→ Page text:
--*--

Monday, September 10, 2007

A Reading List Just For Grandmother


September is Read A New Book month. We've done what we can to encourage the kids to find the joy in reading - now they're back in school and there is time for Us to settle down with a good book. A grown-up book!
Here's a list of my favorites:

Beloved - Toni Morrison

Beloved is the word written on the tombstone of Sethe's baby daughter, and Beloved is the name of a young woman without a history who appears at Sethe's door in post-Civil War Ohio. Toni Morrison reveals the painful story of slavery and its aftereffects through the voices and memories of Sethe and others who fled the South for freedom. Her narrative style recreates memory in jagged, crystalline pieces that finally yield an intensely personal yet universal picture of abuse, cruelty, and survival. Morrison was awarded the 1993 Nobel Prize for Literature, and Beloved won the Pulitzer Prize for fiction.

Excerpt
Rainwater held on to pine needles for dear life and Beloved could not take her eyes off Sethe. Stooping to shake the damper, or snapping sticks for kindling, Sethe was licked, tasted, eaten by Beloved's eyes. Like a familiar, she hovered, never leaving the room Sethe was in unless required and told to. She rose early in the dark to be there, waiting, in the kitchen when Sethe came down to make fast bread before she left for work. In lamplight, and over the flames of the cooking stove, their two shadows clashed and crossed on the ceiling like black swords.

Sula by Toni Morrison is another one of my favorites - do yourself a favor and just read every book Toni Morrison wrote!

Floating in My Mother's Palm - Ursula Hegi

Even though this book calls itself a novel, each chapter can stand alone as a self-contained drama. Each story concerns one or another of the characters who populate the small town of Burgdorf, a small German town trying to regain normalcy after World War II. Hanna Molter, the curious and perceptive child narrator, relates the stories she has learned from Trudi Montag, a dwarf and the town gossip. In these stories we meet Hanna's father, whose "one reckless act" was to marry her unconventional mother; Rolf, the housekeeper's illegitimate son and the first boy Hanna ever kissed; and the townsman, consumed by fear, who was destroyed by his seven watchdogs. The presence of Hanna's mother in all these stories, provides the stability and security Hanna needs to freely explore her world. Observed with intense interest and compassion, the people of Burgdorf stir our interest and compassion as well.

Excerpt
The other painting shows the quarry hole during a storm, the somber sky highlighted by streaks of silver that make the water look as if it were bubbling. If I look closely, I can almost see myself floating in my mother's palm. Yet when I shut my eyes, I find a different image of my mother releasing me as we dance in the storm and twirl in separate circles that cause the water to ripple from us in widening rings which merge in one ebbing bracelet of waves where the borders of the quarry meet the water, far from the center where my mother and I continue to spin our bodies in the radiant sheen of lightning.

--*--

→ Stated exercise A: In the reading list, echo the text between "September is Read" and "Prize for fiction.", inclusive.
→ Stated exercise B: According to the reading list, in what year was Toni Morrison awarded the Nobel Prize for Literature?
→ Stated exercise C: Name every book title mentioned in the reading list.

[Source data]
--*--

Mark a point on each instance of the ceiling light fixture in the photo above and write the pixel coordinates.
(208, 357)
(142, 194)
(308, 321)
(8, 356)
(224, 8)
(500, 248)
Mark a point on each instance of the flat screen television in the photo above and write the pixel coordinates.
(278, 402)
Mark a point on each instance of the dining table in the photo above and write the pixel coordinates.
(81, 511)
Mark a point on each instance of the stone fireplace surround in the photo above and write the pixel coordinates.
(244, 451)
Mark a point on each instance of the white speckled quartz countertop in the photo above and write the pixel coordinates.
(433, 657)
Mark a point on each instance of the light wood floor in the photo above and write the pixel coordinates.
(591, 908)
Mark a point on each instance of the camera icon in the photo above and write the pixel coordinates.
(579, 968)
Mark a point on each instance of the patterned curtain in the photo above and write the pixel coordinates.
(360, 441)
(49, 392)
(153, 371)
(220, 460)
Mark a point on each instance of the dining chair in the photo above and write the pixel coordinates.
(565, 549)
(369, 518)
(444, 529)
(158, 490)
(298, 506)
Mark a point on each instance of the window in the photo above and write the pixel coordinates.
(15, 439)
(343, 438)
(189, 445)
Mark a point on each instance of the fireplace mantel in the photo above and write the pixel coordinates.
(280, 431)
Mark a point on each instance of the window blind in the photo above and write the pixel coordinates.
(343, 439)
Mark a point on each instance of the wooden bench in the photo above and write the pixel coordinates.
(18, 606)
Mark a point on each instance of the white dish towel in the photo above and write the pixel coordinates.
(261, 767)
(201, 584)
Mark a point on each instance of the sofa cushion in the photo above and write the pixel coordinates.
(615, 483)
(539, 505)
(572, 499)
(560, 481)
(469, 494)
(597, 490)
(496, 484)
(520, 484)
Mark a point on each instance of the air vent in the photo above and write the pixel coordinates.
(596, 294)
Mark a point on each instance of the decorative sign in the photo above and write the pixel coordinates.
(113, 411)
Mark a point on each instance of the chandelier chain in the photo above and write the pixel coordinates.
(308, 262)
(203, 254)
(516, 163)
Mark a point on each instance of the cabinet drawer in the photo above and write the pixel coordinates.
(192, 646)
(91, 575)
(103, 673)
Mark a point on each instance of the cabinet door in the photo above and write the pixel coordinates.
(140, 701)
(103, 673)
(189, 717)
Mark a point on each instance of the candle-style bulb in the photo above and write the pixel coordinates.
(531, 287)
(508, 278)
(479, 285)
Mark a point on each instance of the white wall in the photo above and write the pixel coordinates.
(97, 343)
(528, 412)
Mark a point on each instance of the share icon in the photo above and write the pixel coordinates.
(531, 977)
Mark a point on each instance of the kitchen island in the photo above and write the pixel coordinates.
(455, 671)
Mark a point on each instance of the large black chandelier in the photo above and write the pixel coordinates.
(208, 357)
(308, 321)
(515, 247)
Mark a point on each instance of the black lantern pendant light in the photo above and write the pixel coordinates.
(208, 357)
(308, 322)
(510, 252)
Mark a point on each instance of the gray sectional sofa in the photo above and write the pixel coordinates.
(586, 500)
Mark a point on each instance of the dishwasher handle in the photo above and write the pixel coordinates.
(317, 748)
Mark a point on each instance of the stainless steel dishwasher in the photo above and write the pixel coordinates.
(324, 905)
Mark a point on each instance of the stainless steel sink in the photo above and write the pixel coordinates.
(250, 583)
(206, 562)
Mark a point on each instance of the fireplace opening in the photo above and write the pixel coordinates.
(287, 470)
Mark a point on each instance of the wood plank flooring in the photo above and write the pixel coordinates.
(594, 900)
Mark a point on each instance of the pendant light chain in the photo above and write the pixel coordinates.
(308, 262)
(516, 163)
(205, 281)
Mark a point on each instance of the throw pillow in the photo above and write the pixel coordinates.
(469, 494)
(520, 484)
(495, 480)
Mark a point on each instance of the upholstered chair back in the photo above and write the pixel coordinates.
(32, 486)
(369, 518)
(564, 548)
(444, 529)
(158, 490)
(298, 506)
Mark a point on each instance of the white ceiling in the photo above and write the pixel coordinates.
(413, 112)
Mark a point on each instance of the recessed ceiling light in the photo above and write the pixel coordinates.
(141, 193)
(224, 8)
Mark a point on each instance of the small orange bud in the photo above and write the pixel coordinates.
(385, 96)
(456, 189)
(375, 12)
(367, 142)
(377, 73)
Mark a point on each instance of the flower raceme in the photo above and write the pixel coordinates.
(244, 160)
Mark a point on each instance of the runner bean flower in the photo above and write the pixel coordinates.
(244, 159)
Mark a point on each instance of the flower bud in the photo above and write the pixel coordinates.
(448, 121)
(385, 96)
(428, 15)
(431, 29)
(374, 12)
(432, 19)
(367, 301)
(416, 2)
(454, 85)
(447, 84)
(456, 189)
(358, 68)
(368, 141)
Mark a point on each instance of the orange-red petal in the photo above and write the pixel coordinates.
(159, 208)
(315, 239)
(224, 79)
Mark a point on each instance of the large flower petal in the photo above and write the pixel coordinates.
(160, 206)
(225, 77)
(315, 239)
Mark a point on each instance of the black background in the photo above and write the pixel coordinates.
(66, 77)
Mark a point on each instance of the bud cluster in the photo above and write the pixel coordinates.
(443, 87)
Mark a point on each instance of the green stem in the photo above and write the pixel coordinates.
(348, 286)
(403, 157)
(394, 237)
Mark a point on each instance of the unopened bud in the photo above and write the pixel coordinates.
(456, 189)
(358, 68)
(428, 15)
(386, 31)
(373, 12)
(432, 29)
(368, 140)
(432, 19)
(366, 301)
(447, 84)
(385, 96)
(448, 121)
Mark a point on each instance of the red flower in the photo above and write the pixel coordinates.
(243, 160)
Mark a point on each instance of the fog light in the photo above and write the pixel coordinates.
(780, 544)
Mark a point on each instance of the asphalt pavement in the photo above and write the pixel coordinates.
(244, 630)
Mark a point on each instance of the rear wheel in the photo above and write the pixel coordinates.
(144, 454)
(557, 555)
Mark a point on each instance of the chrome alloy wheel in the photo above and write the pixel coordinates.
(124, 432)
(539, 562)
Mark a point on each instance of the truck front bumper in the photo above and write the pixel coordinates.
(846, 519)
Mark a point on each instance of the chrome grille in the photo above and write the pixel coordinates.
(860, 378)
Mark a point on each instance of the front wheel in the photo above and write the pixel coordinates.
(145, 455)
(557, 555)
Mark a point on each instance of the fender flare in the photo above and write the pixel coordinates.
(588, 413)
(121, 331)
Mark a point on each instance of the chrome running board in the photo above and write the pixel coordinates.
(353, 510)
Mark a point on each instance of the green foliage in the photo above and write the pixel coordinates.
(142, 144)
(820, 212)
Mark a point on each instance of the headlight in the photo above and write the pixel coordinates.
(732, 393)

--*--

→ Exercise response A:
September is Read A New Book month. We've done what we can to encourage the kids to find the joy in reading - now they're back in school and there is time for Us to settle down with a good book. A grown-up book!
Here's a list of my favorites:

Beloved - Toni Morrison

Beloved is the word written on the tombstone of Sethe's baby daughter, and Beloved is the name of a young woman without a history who appears at Sethe's door in post-Civil War Ohio. Toni Morrison reveals the painful story of slavery and its aftereffects through the voices and memories of Sethe and others who fled the South for freedom. Her narrative style recreates memory in jagged, crystalline pieces that finally yield an intensely personal yet universal picture of abuse, cruelty, and survival. Morrison was awarded the 1993 Nobel Prize for Literature, and Beloved won the Pulitzer Prize for fiction.

→ Exercise response B: 1993

→ Exercise response C:
Beloved
Sula
Floating in My Mother's Palm